= Meerkats in popular culture =

Meerkats have been subject to numerous cultural depictions, and have featured in television programmes, films, books, and other media.

== Examples ==
- The British television series Meerkat Manor, produced by Oxford Scientific Films, features wild meerkats studied by the staff of the Kalahari Meerkat Project and primarily focused on a group of meerkats called the Whiskers. The show, which aired on Animal Planet, premiered in 2005, and the final episode aired in 2008. The series, which uses narration and traditional nature documentary style footage, has been described as a "reality soap"; the meerkats are given names and described as having human traits — for example, individual meerkats are characterised as being "courageous" or "caring". The 2008 television film Meerkat Manor: The Story Begins detailed the life of Flower, who was the dominant female meerkat of the Whiskers, prior to her becoming the group's leader. Unlike the TV series, the filmmakers did not use actual footage of the Whiskers group. Instead, they primarily used various untrained wild meerkat "actors" to portray those in the story, which was based on the research notes of the Kalahari Meerkat Project.
- The 1987 BBC Wildlife on One documentary Meerkats United, presented by David Attenborough, played a large role in introducing the meerkat species to public consciousness in Britain. It was once voted the best wildlife documentary of all time by BBC viewers. A follow-up, Meerkats Divided, aired in 1996.

» **Dataset excerpt**:
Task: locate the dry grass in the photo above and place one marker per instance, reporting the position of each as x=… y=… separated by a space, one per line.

» **Work to do**:
1) According to the article on meerkats in popular culture, what follow-up to Meerkats United aired in 1996?
2) Sum up the article on meerkats in popular culture in two sentences.
3) Continue the article on meerkats in popular culture after its final sentence.

» **Results by task**:
1) Meerkats Divided

2) Meerkats have appeared in television programmes, films, books, and other media, including the British series Meerkat Manor, which aired on Animal Planet from 2005 to 2008 and followed a wild group called the Whiskers in a "reality soap" style. Before that, the 1987 BBC documentary Meerkats United, presented by David Attenborough, helped introduce the species to the British public and was later followed by Meerkats Divided in 1996.

3)
- The television advertising campaign Compare the Meerkat is popular in the United Kingdom and Australia. The campaign promotes the price comparison website Compare the Market in the UK, and comparethemarket.com.au in Australia. The campaign was launched in 2009 in the UK, and centers around the anthropomorphic character Aleksandr Orlov (voiced by Simon Greenall), an aristocratic Russian meerkat. Other meerkat characters have featured in the advertisements, such as Aleksandr's sidekick Sergei.
- The Neighbourhood Watch scheme in the United Kingdom has used meerkat imagery in its branding and posters.
- Timon, a character from Disney's The Lion King franchise, is an anthropomorphic meerkat.
- In the book Life of Pi and its film adaptation, the floating island is inhabited by tens of thousands of meerkats, in an environment and grouping unlike real meerkats.
- Billy, the protagonist of the German animated film Animals United, is an anthropomorphic meerkat.
- The 2008 wildlife drama film The Meerkats, produced by BBC Films and The Weinstein Company, uses footage of wild meerkats combined with narration written by Alexander McCall Smith. James Honeyborne directed the film, and is also credited for the story. Paul Newman, in his final film credit, provided the voice of the narrator. Guardian reviewer Philip French commented that the portrayal of the meerkats was "more Disney-anthropomorphic than Attenborough-authentic."
- A rolling version of the popular Linux distribution Ubuntu was called "Maverick Meerkat". It was released in October 2010.
- The Pokémon species Watchog, first introduced in Pokémon Black and White, resembles a meerkat. In official sources, each Pokémon species is given a category describing it; Watchog's category is "Lookout Pokémon".
- Komiya, a character from Sanrio's anime series Aggretsuko, is an anthropomorphic meerkat.
- Meerkats appear in Alvin and the Chipmunks: The Squeakquel. The chipmunk character Theodore is shown to be a fan of the TV series Meerkat Manor; this later influences the plot of the film when, after running away from home, Theodore goes to a zoo and tries to join the family of meerkats there.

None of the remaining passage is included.